**SUPPLIED DATA:**
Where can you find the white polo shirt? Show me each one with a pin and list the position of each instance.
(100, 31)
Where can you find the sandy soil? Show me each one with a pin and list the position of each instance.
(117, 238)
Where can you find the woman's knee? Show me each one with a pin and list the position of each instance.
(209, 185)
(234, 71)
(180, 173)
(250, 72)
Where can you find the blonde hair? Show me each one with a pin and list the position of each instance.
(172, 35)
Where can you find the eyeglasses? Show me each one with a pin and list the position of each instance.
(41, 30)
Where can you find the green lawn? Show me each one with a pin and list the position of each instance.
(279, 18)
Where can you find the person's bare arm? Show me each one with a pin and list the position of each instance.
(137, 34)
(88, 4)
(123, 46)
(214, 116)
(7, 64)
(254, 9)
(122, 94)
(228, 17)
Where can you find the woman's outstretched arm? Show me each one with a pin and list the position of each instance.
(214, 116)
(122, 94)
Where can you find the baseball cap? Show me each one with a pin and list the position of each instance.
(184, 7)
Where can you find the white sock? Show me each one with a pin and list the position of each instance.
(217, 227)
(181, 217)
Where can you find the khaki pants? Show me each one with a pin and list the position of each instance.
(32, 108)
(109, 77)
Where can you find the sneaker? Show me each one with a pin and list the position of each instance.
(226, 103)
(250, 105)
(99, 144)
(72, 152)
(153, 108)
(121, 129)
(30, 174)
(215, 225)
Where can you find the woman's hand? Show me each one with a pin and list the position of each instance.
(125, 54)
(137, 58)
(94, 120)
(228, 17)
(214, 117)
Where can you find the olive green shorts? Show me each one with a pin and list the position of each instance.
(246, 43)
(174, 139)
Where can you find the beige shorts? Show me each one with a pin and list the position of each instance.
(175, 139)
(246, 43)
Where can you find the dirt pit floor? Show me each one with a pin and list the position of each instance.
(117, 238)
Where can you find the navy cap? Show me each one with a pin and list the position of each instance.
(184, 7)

**WHAT TO DO:** Print exactly the lines that run from the line containing "Where can you find the beige" to the end of the data, both ends included.

**SOLVED EXERCISE:**
Where can you find the beige shorts? Show me each one with a pin and list the position of each instance.
(175, 139)
(246, 43)
Where can you find the dirt pit floor? Show me each one with a pin and list the position of each instance.
(117, 238)
Where can you find the navy cap? Show me each one with a pin and list the position of each instance.
(184, 7)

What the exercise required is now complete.